For this exercise, repeat each entry exactly as written.

[Items from a data source]
# # # #
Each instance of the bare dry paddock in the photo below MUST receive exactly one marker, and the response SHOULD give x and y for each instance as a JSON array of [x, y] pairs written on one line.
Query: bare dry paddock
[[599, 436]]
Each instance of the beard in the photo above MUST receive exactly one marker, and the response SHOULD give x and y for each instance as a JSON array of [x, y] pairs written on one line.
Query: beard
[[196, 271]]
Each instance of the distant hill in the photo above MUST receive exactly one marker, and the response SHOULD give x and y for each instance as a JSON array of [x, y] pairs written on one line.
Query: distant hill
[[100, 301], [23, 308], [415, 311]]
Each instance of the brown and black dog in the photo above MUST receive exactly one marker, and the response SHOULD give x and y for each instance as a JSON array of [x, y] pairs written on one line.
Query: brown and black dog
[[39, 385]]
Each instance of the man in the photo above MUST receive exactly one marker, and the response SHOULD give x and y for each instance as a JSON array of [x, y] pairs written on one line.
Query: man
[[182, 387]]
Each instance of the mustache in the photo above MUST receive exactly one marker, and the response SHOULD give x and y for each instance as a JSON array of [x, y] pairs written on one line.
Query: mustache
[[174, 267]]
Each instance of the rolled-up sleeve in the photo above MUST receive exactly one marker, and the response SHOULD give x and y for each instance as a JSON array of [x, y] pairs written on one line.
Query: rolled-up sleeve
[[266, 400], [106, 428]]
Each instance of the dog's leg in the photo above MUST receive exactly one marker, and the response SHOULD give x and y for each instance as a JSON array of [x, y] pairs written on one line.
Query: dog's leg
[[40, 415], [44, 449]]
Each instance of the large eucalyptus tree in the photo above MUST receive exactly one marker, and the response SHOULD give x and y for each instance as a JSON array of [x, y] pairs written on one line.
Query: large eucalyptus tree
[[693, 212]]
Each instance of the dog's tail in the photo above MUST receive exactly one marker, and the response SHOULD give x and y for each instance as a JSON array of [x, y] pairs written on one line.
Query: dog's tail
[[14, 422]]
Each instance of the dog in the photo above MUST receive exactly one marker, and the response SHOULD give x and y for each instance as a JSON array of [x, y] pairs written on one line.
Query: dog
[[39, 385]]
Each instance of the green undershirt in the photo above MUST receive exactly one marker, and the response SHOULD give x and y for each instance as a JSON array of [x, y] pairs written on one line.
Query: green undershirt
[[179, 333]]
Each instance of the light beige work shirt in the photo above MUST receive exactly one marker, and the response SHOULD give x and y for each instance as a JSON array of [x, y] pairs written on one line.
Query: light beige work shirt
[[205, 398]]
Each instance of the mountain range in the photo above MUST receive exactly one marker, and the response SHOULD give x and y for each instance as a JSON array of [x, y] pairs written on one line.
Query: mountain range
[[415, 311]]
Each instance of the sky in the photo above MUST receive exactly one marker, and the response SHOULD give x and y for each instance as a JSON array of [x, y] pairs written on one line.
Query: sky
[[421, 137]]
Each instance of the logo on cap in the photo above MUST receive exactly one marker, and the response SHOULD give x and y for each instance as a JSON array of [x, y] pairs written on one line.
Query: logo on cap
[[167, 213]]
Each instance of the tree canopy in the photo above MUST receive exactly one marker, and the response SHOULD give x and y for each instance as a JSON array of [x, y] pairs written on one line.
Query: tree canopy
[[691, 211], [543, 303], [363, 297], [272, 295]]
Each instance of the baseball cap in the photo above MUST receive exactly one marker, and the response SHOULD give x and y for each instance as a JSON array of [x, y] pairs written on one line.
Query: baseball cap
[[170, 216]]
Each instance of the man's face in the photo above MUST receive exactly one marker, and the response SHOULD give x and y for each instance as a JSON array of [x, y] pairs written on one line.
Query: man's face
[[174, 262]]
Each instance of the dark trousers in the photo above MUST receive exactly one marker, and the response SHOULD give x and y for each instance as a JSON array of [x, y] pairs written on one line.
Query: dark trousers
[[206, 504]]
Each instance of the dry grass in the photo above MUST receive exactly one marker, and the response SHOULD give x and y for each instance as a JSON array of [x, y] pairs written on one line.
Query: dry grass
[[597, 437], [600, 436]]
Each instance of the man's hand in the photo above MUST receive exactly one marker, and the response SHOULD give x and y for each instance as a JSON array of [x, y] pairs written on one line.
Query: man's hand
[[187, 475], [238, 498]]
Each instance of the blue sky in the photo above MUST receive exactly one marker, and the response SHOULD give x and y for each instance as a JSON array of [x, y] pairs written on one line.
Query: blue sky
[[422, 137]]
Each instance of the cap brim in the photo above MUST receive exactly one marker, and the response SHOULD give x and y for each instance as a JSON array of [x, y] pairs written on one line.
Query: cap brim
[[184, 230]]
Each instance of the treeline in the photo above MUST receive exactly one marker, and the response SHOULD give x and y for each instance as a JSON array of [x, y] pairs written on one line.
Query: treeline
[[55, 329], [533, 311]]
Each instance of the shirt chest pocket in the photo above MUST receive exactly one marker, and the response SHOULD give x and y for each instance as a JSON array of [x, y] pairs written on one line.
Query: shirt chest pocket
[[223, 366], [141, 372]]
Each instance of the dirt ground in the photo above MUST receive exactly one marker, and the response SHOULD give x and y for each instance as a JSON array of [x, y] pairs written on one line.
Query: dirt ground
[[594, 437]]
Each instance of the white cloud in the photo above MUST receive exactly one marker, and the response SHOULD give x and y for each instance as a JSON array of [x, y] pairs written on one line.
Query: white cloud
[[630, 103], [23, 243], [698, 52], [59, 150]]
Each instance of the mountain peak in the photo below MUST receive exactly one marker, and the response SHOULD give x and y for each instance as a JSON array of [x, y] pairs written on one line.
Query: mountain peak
# # # #
### Answer to this exercise
Each instance of the bare dry paddock in the photo below MUST receive exactly one marker, and the response SHOULD give x and y for each instance as a JSON array of [x, y] pairs written on one line.
Query: bare dry paddock
[[599, 436]]
Each instance of the beard in the photo above MUST receive exactly one marker, and the response SHOULD give x and y for each instance as a JSON array of [x, y] pairs written on one line.
Query: beard
[[196, 271]]
Each instance of the distant hill in the photo above MUST receive exactly one marker, and the response SHOULD give x and y for each instance as a JSON array of [x, y] pairs written on one line.
Query: distant hill
[[100, 301], [23, 308], [415, 311]]
Each instance of the brown and black dog in the photo above MUST receive exactly one marker, and the response SHOULD give x and y for each instance as a JSON array of [x, y] pairs written on one line.
Query: brown and black dog
[[39, 385]]
Each instance of the man in the photo above MUST receive exactly one marker, and the response SHOULD give x and y for each instance as a JSON array of [x, y] pairs written on one line.
Query: man
[[182, 387]]
Each instance of the mustache in the photo above MUST receive exactly one marker, and the response SHOULD give x and y for each instance as a JSON array of [x, y] pairs written on one line.
Query: mustache
[[174, 267]]
Each instance of the rolled-up sleeve in the photo above MUST receive exactly one marker, and the response SHOULD give x and y for each instance as a JSON array of [x, y] pairs written on one line.
Query: rolled-up sleeve
[[266, 400], [106, 428]]
Each instance of the dog's leg in the photo above MUST receive exactly one marker, and the response SHOULD give x and y for each instance as a JSON array of [x, y] pairs written on one line.
Query: dog's leg
[[40, 415], [44, 449]]
Each instance of the large eucalyptus tree in the photo above MUST receive exactly one marker, and the response SHOULD give x and y for each instance as a JSON array of [x, y] pairs written on one line.
Query: large eucalyptus tree
[[693, 212]]
Each instance of the dog's tail in the photo above MUST receive exactly one marker, and the response SHOULD give x and y for each instance as a JSON array of [x, y] pairs written on one line.
Query: dog's tail
[[14, 422]]
Each instance of the dog in the photo above MUST receive exactly one marker, and the response SHOULD give x and y for each instance as a JSON array of [x, y] pairs written on one line.
Query: dog
[[39, 385]]
Each instance of the green undershirt in the photo above MUST receive exactly one marker, and the response SHOULD give x and y for each instance as a JSON array of [x, y] pairs written on one line.
Query: green undershirt
[[179, 333]]
Each instance of the light beige work shirt in the photo above MUST receive exactly one marker, and the response SHOULD give x and y for each instance as a JSON array of [x, y] pairs written on one line.
Query: light beige work shirt
[[205, 398]]
Each instance of the mountain range in the photo above MUST receive exactly one marker, and the response SHOULD give x and y for each instance as a JSON array of [x, y] pairs written on one line.
Query: mountain range
[[415, 311]]
Each instance of the sky in the photo above MUST receive exactly one marker, and the response SHOULD give x and y for each instance as a JSON array of [x, y] pairs written on one line.
Query: sky
[[421, 137]]
Each instance of the logo on cap in the photo above MUST receive exactly one marker, and the response SHOULD give x and y for each instance as a JSON array of [x, y] pairs written on one line.
Query: logo on cap
[[167, 213]]
Each instance of the tree canopy in the photo above MUST receive exactly one marker, and the response SHOULD give x and y for each instance as a JSON array of [x, y] pairs written on one line.
Query: tree canopy
[[691, 211], [543, 303], [363, 297], [272, 295]]
Each instance of the baseball cap in the photo above MUST receive exactly one marker, and the response SHOULD give x and y for each instance as a JSON array of [x, y] pairs written on one line.
Query: baseball cap
[[170, 216]]
Each instance of the man's face in the photo above MUST receive exactly one marker, and the response SHOULD give x and y for each instance as a JSON array of [x, y] pairs written on one line.
Query: man's face
[[174, 262]]
Each instance of the dark trousers in the photo above MUST receive exactly one marker, and the response SHOULD give x and y for each instance as a JSON array of [x, y] pairs written on one line.
Query: dark trousers
[[206, 504]]
Each instance of the dry grass in the photo above MUST receive exactly one marker, and the response SHOULD give x and y for each instance as a JSON array of [x, y] pairs written on one line.
Query: dry grass
[[597, 437], [600, 436]]
Each instance of the man's hand in the photo above MUST receive exactly one marker, and the response SHOULD give x and y for each instance as a JSON array of [x, y] pairs written on one line.
Query: man's hand
[[187, 475], [238, 498]]
Each instance of the blue sky in the photo above MUST receive exactly one marker, and the response SHOULD give x and y for each instance as a JSON array of [x, y] pairs written on one line.
Query: blue sky
[[422, 137]]
Each instance of the cap brim in the photo above MUST receive exactly one marker, and the response SHOULD give x and y for each instance as a JSON array of [x, y] pairs written on one line.
Query: cap brim
[[184, 230]]
Each instance of the treeline in the photo above MUST receive exactly one marker, and the response SHOULD give x and y for each instance as a JSON array of [x, y] pairs written on one line.
Query: treeline
[[55, 329], [533, 311]]
Each instance of the shirt chest pocket in the photo above MUST receive exactly one marker, and the response SHOULD give x and y for each instance as a JSON array of [x, y] pairs written on one line.
Query: shirt chest pocket
[[223, 366], [141, 372]]
Each instance of the dirt ground in the photo above MUST receive exactly one marker, and the response SHOULD give x and y for each instance as a JSON array of [x, y] pairs written on one line.
Query: dirt ground
[[594, 437]]
Each instance of the white cloud in the photo above MUST receive exactly one marker, and the response SHOULD give x and y for each instance as a JSON array of [x, y] pairs written on one line.
Query: white cloud
[[630, 103], [23, 243], [698, 52], [59, 150]]
Each instance of the mountain peak in the photo below MUST receive exactly one marker, and the response SHOULD give x and y for each instance as a JSON array of [x, y] pairs written on one line.
Query: mountain peak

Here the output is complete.